Travail demandé:
A – Indiquez si chacune des affirmations suivantes concorde avec l'extrait sur le litige de voisinage, en répondant par oui ou non et en citant les mots de l'extrait qui tranchent : (i) le juge de l'exécution a liquidé l'astreinte à 18 000 euros ; (ii) l'ordonnance de référé a été infirmée en appel ; (iii) le voisin a été condamné à payer 5 000 euros pour résistance abusive.
B – Répondez à partir de l'extrait sur le litige de voisinage :
(i) De quelle maladie l'enfant est-elle atteinte ?
(ii) De quelle date est l'ordonnance du juge des référés ?
(iii) Quelle somme a été allouée au titre des préjudices de jouissance, d'agrément et moral ?
C – Poursuivez l'extrait sur le litige de voisinage à partir de sa dernière phrase.

Extrait:
______
Civ. 2e, 16 déc. 2021, 19-11.294
Les parents d’une enfant atteinte d'une sclérose en plaque et se déplaçant en chaise roulante, avaient saisi le juge des référés afin d’enjoindre leur voisin de cesser l’obstruction d’un passage situé aux abords de leur maison d’habitation, son encombrement empêchant leur fille d’y accéder dans des conditions adaptées à son handicap.
Par ordonnance du 18 septembre 2014, confirmée en appel le 2 juin 2016, le juge des référés d’un tribunal de grande instance avait ordonné à leur voisin de remettre en état le passage litigieux sous astreinte. Par jugement du 24 octobre 2017, le juge de l'exécution avait liquidé l'astreinte à la somme de 18 000 euros et condamné le voisin récalcitrant à payer aux requérants la somme de 1 000 euros pour résistance abusive et une autre de 2 000 euros au titre de leurs préjudices de jouissance, d'agrément et moral.
______
Données fournies:

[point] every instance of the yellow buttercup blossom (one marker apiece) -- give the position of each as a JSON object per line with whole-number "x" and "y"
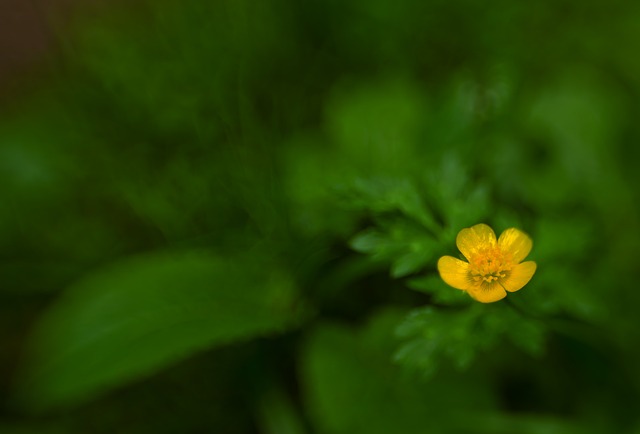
______
Réponses attendues:
A –
(i) Oui : « le juge de l'exécution avait liquidé l'astreinte à la somme de 18 000 euros ».
(ii) Non : « confirmée en appel le 2 juin 2016 ».
(iii) Non : « la somme de 1 000 euros pour résistance abusive ».

B –
(i) D'une sclérose en plaque.
(ii) Du 18 septembre 2014.
(iii) 2 000 euros.

C –
Devant la Cour de cassation, le voisin fautif soutint que la cour d’appel a violé l'ancien article 1382 du Code civil (C. civ., art. 1240) et méconnu le principe de la réparation sans profit pour la victime en l’ayant condamné à payer à la fois aux requérants une première somme de 2 000 euros au titre de leur entier préjudice, résultant de l'impossibilité de recevoir leur fille dans des conditions adaptées à son handicap et des atteintes illicites portées à leur droit, ainsi qu’une seconde somme de 1 000 euros « pour résistance abusive », au prétexte que son comportement aurait démontré sa volonté de « continuer à nuire aux requérants », dès lors que le contentieux existait depuis de nombreuses années et s'était juridiquement soldé, en première instance comme en appel, à l'avantage des époux.
Cet argumentaire emporte l’adhésion de la Cour de cassation qui, au visa de l’article 1240 du Code civil et du principe de réparation intégrale sans perte ni profit la victime, rappelle que celle-ci ne peut obtenir deux indemnisations distinctes en réparation du même préjudice.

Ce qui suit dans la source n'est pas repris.